[Position identification records]
[BEGIN]
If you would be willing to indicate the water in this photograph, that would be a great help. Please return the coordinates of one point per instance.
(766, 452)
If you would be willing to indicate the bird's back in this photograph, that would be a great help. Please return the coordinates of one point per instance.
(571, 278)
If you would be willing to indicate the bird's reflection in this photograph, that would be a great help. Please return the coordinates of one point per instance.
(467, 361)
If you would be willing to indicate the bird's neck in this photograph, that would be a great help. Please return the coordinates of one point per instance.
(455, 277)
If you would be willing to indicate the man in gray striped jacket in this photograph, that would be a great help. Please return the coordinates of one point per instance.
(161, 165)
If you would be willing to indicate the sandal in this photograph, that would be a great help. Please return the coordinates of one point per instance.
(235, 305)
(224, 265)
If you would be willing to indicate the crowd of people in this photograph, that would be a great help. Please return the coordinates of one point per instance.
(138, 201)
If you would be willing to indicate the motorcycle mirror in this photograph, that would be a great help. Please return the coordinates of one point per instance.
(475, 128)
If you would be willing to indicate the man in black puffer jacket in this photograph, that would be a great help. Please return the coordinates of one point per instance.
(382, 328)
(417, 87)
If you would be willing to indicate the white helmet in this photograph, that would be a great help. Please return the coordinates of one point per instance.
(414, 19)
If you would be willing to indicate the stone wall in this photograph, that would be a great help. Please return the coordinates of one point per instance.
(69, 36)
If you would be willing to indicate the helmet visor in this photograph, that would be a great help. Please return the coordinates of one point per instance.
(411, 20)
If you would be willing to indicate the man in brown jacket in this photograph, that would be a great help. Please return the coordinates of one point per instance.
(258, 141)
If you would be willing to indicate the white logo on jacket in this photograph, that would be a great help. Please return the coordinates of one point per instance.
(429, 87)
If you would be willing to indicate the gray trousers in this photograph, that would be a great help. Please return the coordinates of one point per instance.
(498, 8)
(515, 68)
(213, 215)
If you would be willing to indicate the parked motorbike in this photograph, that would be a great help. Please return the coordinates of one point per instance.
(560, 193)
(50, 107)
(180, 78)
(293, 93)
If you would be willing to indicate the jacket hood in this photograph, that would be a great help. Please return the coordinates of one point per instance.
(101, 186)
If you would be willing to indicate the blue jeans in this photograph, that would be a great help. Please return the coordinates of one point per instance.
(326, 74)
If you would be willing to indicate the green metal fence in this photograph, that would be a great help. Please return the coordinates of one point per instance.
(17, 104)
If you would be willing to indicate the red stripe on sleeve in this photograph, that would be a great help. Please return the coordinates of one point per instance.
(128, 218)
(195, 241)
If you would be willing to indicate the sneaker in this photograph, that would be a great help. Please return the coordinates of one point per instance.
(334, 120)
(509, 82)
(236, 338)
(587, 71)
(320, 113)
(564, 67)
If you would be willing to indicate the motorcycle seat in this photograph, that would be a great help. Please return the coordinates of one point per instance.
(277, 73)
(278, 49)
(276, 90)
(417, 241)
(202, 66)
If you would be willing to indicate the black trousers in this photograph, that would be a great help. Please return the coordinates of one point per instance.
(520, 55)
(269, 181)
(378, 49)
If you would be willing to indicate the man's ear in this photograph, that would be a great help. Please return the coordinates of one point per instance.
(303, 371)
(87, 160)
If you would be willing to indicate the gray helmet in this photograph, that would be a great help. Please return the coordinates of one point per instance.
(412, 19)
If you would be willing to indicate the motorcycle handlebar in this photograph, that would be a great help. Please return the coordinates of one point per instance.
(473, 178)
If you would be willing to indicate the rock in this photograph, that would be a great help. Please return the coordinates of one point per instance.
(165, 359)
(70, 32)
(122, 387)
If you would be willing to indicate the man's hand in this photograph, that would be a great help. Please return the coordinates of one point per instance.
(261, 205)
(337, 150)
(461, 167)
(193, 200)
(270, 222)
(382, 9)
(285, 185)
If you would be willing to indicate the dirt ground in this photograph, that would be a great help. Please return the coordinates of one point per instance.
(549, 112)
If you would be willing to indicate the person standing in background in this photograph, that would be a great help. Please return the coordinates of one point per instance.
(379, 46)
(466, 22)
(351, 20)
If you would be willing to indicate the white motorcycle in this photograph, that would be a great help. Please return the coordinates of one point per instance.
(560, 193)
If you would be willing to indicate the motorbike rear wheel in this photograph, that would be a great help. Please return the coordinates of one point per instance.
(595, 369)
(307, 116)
[END]
> PROBLEM STATEMENT: Give again, word for word, every line from the one holding "If you would be willing to indicate the motorcycle handlebar" to the end of the data.

> ANSWER TO THIS TASK:
If you would be willing to indicate the motorcycle handlebar in this photograph, that would be a great help. Please return the coordinates of one point per instance.
(473, 178)
If you would be willing to indicate the rock in this photograph, that would be a great help. Please return the coordinates of one point per instance.
(165, 359)
(70, 32)
(122, 387)
If you would be willing to indicate the man's hand in this photograph, that would be a great help. Please return the coordinates of one point per instance.
(261, 205)
(337, 150)
(461, 167)
(193, 200)
(270, 222)
(382, 9)
(285, 185)
If you would be willing to indicate the dirt ground in this photograph, that would be a great help. Please return the coordinates of one point per instance.
(549, 112)
If you would be willing to indicate the person standing in background in this photograph, that would be a great help. Please return the coordinates of one point per instance.
(379, 46)
(466, 22)
(351, 20)
If you would be willing to indicate the white motorcycle in this photograph, that would be a great help. Please return the coordinates of one point per instance.
(560, 193)
If you would be willing to indicate the motorbike rear wheel in this photograph, that would be a great help. Please return the coordinates of one point per instance.
(595, 369)
(307, 116)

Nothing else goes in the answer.